Provided text:
The Bad Batch (2016) is a stark and stunning new film by Ana Lily Amirpour. And timely too, considering every effort by our current regime to cast those of seeming naught into the desperate oblivions of a world only slightly less unhinged than the one depicted in this film. With a nod to the current depravity of our day, the film opens (forgive my indulgence) in the wet dream of said regime whose spooging head is our ever-ranting, ever-pissy Child-in-Chief — let’s call him Boy — he who nightly wets his bed and in the dreamy slosh fingers blindly for his own plundered asshole. Were the Boy blessedly in this film, he’d be swiftly on a sizzling spit: fatted swine for its flesh-hungry natives.
We first meet our protagonist, a wordless Arlen May Johnson, aka Inmate 5040, as guards walk her to desert’s edge, to the kingdom’s unceremonial gate (American chain link), to literally lock her away from fair society. She stands, indifferent to her plight, with only a backpack, a burger (which she promptly eats) and a half-filled jug of water. Ignored is the wooded post which reads:
Warning: Beyond this fence is no longer the territory of Texas. That hereafter no person within the territory beyond this fence is a resident of the United States of America or shall be acknowledged, recognized or governed by the laws and governing bodies therein. Good luck.
There, she is loosed into a blistering landscape of sand and sunbaked clay, and she walks straight in as would a schoolgirl through a noonday park, though there is little question here of her arrival into something far more suspect. Arlen’s first encounter is with a tribe of desert body builders — a brutish, body-ripped band in need, naturally, of good supply of protein. Stray travelers seem their sole course, and these luckless lie chained and limbless in what unremittingly comes as another feed, one body part at a time. Arlen, freshly snatched from the feral barrens, no sooner meets with a hacksaw than she wiles a witting escape, and face-up to the blazing sun, a snapped up skateboard as her ride, she pushes into a fevered dream one foot, and only one foot, at a time. What follows is a love story.

Point-per-instance localization data:
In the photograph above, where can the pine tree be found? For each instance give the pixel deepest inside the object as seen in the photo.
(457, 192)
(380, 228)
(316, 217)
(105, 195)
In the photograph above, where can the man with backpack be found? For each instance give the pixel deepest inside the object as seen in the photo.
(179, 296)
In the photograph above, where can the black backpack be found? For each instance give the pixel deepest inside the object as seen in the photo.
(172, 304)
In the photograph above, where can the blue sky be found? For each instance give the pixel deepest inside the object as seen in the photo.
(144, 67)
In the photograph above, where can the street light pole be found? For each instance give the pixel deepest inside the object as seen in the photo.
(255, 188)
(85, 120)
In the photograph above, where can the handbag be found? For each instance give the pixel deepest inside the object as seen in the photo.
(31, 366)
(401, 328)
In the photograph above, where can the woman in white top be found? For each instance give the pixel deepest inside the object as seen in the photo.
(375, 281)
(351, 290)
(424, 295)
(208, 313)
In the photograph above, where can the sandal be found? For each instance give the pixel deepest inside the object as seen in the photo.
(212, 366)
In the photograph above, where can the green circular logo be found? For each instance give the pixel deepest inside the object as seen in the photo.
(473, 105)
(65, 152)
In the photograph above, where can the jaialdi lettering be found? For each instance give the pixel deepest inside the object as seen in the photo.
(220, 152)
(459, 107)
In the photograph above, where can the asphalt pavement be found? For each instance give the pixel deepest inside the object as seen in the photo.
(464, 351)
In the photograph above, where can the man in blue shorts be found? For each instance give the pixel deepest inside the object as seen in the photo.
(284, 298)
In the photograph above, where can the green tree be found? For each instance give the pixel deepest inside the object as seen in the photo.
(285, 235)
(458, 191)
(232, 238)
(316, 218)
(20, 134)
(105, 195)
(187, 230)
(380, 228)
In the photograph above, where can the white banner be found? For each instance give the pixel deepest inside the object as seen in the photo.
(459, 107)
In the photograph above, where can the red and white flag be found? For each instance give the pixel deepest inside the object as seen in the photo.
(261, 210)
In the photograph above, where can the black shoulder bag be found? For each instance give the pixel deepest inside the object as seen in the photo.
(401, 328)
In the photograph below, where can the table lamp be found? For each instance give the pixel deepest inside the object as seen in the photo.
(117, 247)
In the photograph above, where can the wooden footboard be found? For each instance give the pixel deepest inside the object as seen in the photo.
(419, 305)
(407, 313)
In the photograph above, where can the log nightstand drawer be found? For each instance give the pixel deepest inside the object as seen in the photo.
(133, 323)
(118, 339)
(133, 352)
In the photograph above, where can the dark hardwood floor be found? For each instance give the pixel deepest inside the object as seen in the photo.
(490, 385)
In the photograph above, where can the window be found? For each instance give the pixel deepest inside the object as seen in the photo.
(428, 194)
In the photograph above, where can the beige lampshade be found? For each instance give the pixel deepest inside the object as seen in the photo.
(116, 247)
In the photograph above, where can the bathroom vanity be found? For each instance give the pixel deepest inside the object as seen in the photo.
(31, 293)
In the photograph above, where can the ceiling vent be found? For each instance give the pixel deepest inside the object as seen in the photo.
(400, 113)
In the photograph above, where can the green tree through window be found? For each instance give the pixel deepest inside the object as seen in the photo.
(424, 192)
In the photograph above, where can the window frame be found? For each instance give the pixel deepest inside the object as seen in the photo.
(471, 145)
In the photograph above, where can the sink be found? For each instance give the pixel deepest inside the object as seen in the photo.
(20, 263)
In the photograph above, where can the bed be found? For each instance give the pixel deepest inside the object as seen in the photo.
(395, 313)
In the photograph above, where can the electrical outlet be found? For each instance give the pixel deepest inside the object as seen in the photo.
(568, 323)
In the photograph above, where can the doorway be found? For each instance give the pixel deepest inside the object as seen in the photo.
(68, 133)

Exercise set:
1 – Please transcribe the portion of the review of The Bad Batch that begins at the words "The Bad Batch" and stops after "its flesh-hungry natives.".
2 – Write the next part of the review of The Bad Batch, picking up after its final sentence.

Answers given:
1 –
The Bad Batch (2016) is a stark and stunning new film by Ana Lily Amirpour. And timely too, considering every effort by our current regime to cast those of seeming naught into the desperate oblivions of a world only slightly less unhinged than the one depicted in this film. With a nod to the current depravity of our day, the film opens (forgive my indulgence) in the wet dream of said regime whose spooging head is our ever-ranting, ever-pissy Child-in-Chief — let’s call him Boy — he who nightly wets his bed and in the dreamy slosh fingers blindly for his own plundered asshole. Were the Boy blessedly in this film, he’d be swiftly on a sizzling spit: fatted swine for its flesh-hungry natives.

2 –
Amirpour is proving to be a fearless and even radical filmmaker. Her two films, A Girl Walks Home Alone At Night and now The Bad Batch, push with shoreless pleasure into the fevered dream of cinema, of storytelling itself, and the trade there plied is of tales borne upon “the moonshine’s wat’ry beams.” Hers is “the lash of film,” as Mercutio so aptly put it, that leaves us mind-bloodied but in blissful want, our necks tipped, supple, wholly exposed. Both films disarm while bearing unfeigned a full set of savage teeth, and it is to Amirpour’s credit that she softens our critical stance with silence, narrative sparity and expansive, expressive imagery that both ask and allow us to lean in, not only for a better take but for an understanding that can’t quite hold yet is nonetheless kaleidoscopic. We’re left dreambound, in dream terrains that alarm, appall, arouse, bring imaginative riches and beg again another turn. This is the dream of story, of storied cinema, where Amirpour’s Grimm’s tales stand as beacon for our times.